Supplied text:
Take some time to read this page, you might like to print it out.  Then send me an email with some information about yourself and a photo.  Try filling in the application form here.  

Modelling is an interesting and rewarding experience. You get to see drawings of yourself and you find your self-esteem enhanced. More than that I really need you! If you are local to Cambridge you could model for me individually or for my artist groups. There is lots of information here and I keep adding to it - so print it out and keep checking back!† 

Do you use male models too?
Yes.  Men are much in demand and are sometimes more difficult to recruit.  You do not need to have the body of a weight-lifter.  Just be reasonably active and enjoy showing yourself off.

Can I meet you first?
Yes, excellent idea, but I will only consider meeting you once I have your application form.   Arrange a time to visit me during the break in a class at Buchan Street.  Or make a time to visit my studio in Kings Hedges.

I am too nervous!
It is natural to be nervous, especially at first.  But everyone is very supportive.  We value your work very highly.  Sometimes people are worried about being recognised!  For students one bonus about the class is that we are almost in a different world from the University.  So it is something of a relaxing break for you with real people.  Whatever your background we really respect your modelling for us and give you every support and encouragement.   There are sometimes  personal worries particular to men and women. (Men can be worried about getting erections and women can worry about their periods.)   It can be helpful to visit a class, then to model for an individual artist or to model first for a portrait.  Many issues are discussed in the Figure Drawing Group (click on and enter as a guest).  There are discussions on just about every conceivable topic connected with modelling.  Peter's Nudist Site also has an excellent page on the first experience as a model. Alastair Pal modelled for us and reported for The Tab here.  Heathcote has also commented about modelling as reported in The Herald.

What makes a good model?
Local to Cambridge (within 5 miles of the city centre or along the guided bus route) 
Able to hold a pose 
All shapes and sizes 
Easy going, relaxed and good humoured 
Reliable and on time: keep a diary 
Physically fit and active 
Willing to try different poses 
Clean and tidy. For men: clean shaven.
Natural hair, minimal makeup, if any
Access to  a bicycle to get to classes
Available during class times especially some Monday mornings and Tuesday early afternoons.

Provided records:
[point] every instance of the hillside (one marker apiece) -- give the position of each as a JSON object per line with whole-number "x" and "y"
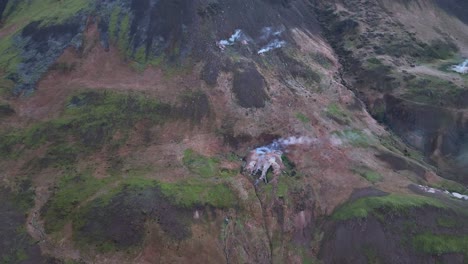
{"x": 130, "y": 131}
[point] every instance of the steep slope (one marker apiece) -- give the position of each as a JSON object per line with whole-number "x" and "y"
{"x": 124, "y": 126}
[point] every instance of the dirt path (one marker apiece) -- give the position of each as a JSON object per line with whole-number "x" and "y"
{"x": 424, "y": 69}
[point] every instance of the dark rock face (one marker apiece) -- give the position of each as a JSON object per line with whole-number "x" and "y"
{"x": 15, "y": 246}
{"x": 40, "y": 47}
{"x": 439, "y": 133}
{"x": 249, "y": 87}
{"x": 389, "y": 238}
{"x": 121, "y": 222}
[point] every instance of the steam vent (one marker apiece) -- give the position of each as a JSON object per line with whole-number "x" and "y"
{"x": 233, "y": 131}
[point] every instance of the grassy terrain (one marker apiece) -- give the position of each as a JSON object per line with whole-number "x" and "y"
{"x": 71, "y": 190}
{"x": 354, "y": 137}
{"x": 90, "y": 120}
{"x": 303, "y": 118}
{"x": 368, "y": 174}
{"x": 450, "y": 186}
{"x": 432, "y": 90}
{"x": 189, "y": 194}
{"x": 441, "y": 244}
{"x": 199, "y": 164}
{"x": 393, "y": 203}
{"x": 46, "y": 11}
{"x": 337, "y": 113}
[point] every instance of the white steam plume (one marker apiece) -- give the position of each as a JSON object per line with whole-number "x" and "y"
{"x": 461, "y": 68}
{"x": 263, "y": 158}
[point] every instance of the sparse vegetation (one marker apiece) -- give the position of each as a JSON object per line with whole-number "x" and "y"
{"x": 354, "y": 137}
{"x": 393, "y": 203}
{"x": 441, "y": 244}
{"x": 337, "y": 113}
{"x": 447, "y": 222}
{"x": 91, "y": 118}
{"x": 71, "y": 191}
{"x": 450, "y": 186}
{"x": 368, "y": 174}
{"x": 199, "y": 164}
{"x": 46, "y": 11}
{"x": 303, "y": 118}
{"x": 435, "y": 91}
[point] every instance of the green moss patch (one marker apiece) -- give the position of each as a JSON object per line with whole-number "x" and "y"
{"x": 450, "y": 186}
{"x": 200, "y": 165}
{"x": 47, "y": 11}
{"x": 189, "y": 194}
{"x": 303, "y": 118}
{"x": 70, "y": 192}
{"x": 432, "y": 90}
{"x": 368, "y": 174}
{"x": 395, "y": 203}
{"x": 354, "y": 137}
{"x": 337, "y": 113}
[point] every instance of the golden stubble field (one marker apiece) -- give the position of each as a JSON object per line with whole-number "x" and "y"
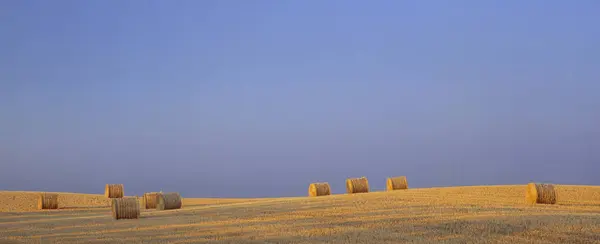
{"x": 476, "y": 214}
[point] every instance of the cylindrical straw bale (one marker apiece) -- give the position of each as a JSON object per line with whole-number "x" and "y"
{"x": 166, "y": 201}
{"x": 319, "y": 189}
{"x": 540, "y": 193}
{"x": 114, "y": 191}
{"x": 48, "y": 201}
{"x": 357, "y": 185}
{"x": 125, "y": 208}
{"x": 397, "y": 183}
{"x": 151, "y": 199}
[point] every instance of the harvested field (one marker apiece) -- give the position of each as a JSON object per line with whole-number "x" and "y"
{"x": 477, "y": 214}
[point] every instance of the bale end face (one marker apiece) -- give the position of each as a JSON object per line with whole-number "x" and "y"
{"x": 114, "y": 191}
{"x": 319, "y": 189}
{"x": 125, "y": 208}
{"x": 151, "y": 200}
{"x": 397, "y": 183}
{"x": 167, "y": 201}
{"x": 540, "y": 194}
{"x": 48, "y": 201}
{"x": 357, "y": 185}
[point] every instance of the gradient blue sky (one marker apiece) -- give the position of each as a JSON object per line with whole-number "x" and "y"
{"x": 261, "y": 98}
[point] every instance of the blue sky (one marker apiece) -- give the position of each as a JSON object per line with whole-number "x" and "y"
{"x": 261, "y": 98}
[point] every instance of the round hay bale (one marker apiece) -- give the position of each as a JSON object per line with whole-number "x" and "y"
{"x": 48, "y": 201}
{"x": 114, "y": 191}
{"x": 540, "y": 193}
{"x": 151, "y": 199}
{"x": 125, "y": 208}
{"x": 357, "y": 185}
{"x": 319, "y": 189}
{"x": 166, "y": 201}
{"x": 397, "y": 183}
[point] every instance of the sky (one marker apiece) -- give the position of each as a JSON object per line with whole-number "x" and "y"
{"x": 262, "y": 98}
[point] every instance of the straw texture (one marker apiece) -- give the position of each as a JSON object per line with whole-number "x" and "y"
{"x": 114, "y": 191}
{"x": 125, "y": 208}
{"x": 151, "y": 199}
{"x": 540, "y": 193}
{"x": 48, "y": 201}
{"x": 357, "y": 185}
{"x": 319, "y": 189}
{"x": 166, "y": 201}
{"x": 397, "y": 183}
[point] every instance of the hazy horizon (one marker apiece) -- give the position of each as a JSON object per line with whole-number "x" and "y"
{"x": 262, "y": 98}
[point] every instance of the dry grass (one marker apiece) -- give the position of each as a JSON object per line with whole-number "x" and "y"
{"x": 396, "y": 183}
{"x": 319, "y": 189}
{"x": 357, "y": 185}
{"x": 167, "y": 201}
{"x": 540, "y": 193}
{"x": 125, "y": 208}
{"x": 150, "y": 199}
{"x": 48, "y": 201}
{"x": 478, "y": 214}
{"x": 114, "y": 191}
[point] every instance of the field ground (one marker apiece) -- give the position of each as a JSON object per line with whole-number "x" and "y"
{"x": 476, "y": 214}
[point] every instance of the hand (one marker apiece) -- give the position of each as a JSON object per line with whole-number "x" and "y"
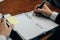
{"x": 45, "y": 10}
{"x": 4, "y": 29}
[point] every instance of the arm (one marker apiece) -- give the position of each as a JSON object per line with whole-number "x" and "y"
{"x": 5, "y": 30}
{"x": 48, "y": 13}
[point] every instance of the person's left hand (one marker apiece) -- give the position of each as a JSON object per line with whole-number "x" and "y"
{"x": 45, "y": 10}
{"x": 4, "y": 29}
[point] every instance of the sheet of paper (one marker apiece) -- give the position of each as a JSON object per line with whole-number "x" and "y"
{"x": 13, "y": 20}
{"x": 31, "y": 26}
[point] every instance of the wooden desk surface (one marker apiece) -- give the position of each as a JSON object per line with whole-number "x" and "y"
{"x": 19, "y": 6}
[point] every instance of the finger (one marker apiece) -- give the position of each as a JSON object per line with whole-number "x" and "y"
{"x": 11, "y": 27}
{"x": 0, "y": 20}
{"x": 39, "y": 10}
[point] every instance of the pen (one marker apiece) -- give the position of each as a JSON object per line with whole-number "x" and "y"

Task list:
a - Translate this sentence from the page on modeling for artists into Spanish: "Men are much in demand and are sometimes more difficult to recruit."
b - According to the page on modeling for artists, how close to Cambridge must a model live to count as local?
c - Carry on the page about modeling for artists from where it stops.

Answers below:
a - Los hombres tienen mucha demanda y a veces son más difíciles de reclutar.

b - Within 5 miles of the city centre or along the guided bus route.

c -
And, if you can do it: 
Exercise and keep fit to give tone to your muscles 
Stand for a longer pose 
Use your imagination to interpret ideas through body positions: e.g. tortured, collapsing, stretching 
Bring specialist knowledge,  for example,  classical ballet, field athletics, karate, boxing, interpretative dance or gymnastics.
Change your hair style occasionally, wear different clothes, offer to bring in sports or musical instruments.

Getting started
There is always a private area where you undress. Wear a gown or long T shirt to walk from your changing area to the set; although some models are happy to be nude all the time - whatever you are comfortable with. The class is grouped in a circle around the set where you model. There are drapes, comfortable seating and heaters.

Short poses
The class will be ready to start as soon as you come onto the set. I will give you full guidance. The first poses are usually one, two or three minutes long. Iíll ask you to take up positions which you can only hold for a short time, trying to ensure varied views from all positions in the room.

Where else can I get modelling work?   
Many people write to me  wanting  information, contacts and suggestions for finding modelling work in their area.  Unless you are in Cambridge or very close by I cannot offer any specific guidance.  In London contact the lovely people at  London Drawing and possibly the Register of Art Models (RAM).  Elsewhere anyone advertising Life Drawing classes will be pleased to hear from you.  Go to your local library and ask about life drawing classes in schools and local colleges.  

Check out art shops.  Groups are often advertised there and the shop staff may know of contacts.  Alternatively ask if you could put up your own advertisement.  There are regular groups in Grantchester and Huntingdon who recruit models from my classes.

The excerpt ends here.